▽

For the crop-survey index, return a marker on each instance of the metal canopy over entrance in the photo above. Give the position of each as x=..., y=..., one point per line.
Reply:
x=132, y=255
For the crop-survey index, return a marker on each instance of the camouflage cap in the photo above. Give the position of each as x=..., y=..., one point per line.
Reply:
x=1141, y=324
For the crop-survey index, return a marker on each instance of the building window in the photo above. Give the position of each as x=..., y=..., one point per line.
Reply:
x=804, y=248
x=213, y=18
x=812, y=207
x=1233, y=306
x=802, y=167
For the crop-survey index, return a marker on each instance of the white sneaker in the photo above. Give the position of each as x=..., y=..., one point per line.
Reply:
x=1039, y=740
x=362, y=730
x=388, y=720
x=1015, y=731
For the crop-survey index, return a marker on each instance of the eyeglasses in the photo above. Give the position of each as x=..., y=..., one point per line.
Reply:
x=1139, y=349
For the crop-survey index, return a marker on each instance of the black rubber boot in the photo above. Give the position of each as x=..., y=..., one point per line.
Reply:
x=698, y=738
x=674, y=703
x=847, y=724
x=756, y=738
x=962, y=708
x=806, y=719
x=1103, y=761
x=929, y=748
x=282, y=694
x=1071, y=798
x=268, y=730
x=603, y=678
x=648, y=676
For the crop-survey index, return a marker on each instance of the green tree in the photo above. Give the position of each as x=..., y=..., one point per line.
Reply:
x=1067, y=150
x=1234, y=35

△

_SHORT TASK_.
Exactly reproduce the material above.

_ANSWER FOR THE TASK_.
For the crop-survey index, return a marker on each instance of the metal canopy over entrance in the photo above. Give the position of each as x=..., y=..., one point per line.
Reply:
x=132, y=255
For the crop-survey index, return a marker on each instance of the camouflage cap in the photo above. Give the position of each as x=..., y=..., one point per line.
Reply:
x=1141, y=324
For the crop-survey index, return a marker on each instance of the building window in the photo above. Give the position of each as x=..., y=..., one point per line.
Reply:
x=804, y=248
x=213, y=18
x=812, y=207
x=1233, y=306
x=802, y=167
For the crop-survey index, return a marker on each instance of the white sneaker in the photo above. Give the position of each as x=..., y=..., one point per line.
Reply:
x=1039, y=740
x=362, y=730
x=388, y=720
x=1015, y=731
For the crop-survey index, return a marker on each instance of the eyeglasses in the photo above. Give the position of each as x=..., y=..., one point per line.
Reply:
x=1139, y=349
For the crop-survey index, return a marker on each instance of the black rubber boot in the photo above. Give the position of each as x=..., y=..., one point per line.
Reply:
x=698, y=738
x=674, y=703
x=847, y=724
x=756, y=738
x=962, y=708
x=806, y=719
x=1103, y=761
x=929, y=748
x=282, y=694
x=1071, y=798
x=268, y=730
x=603, y=678
x=648, y=676
For the crop-survey index, return a marker on each instance of the green tree in the photo above. Give the position of each as x=..., y=..., one point per line.
Reply:
x=1067, y=150
x=1234, y=35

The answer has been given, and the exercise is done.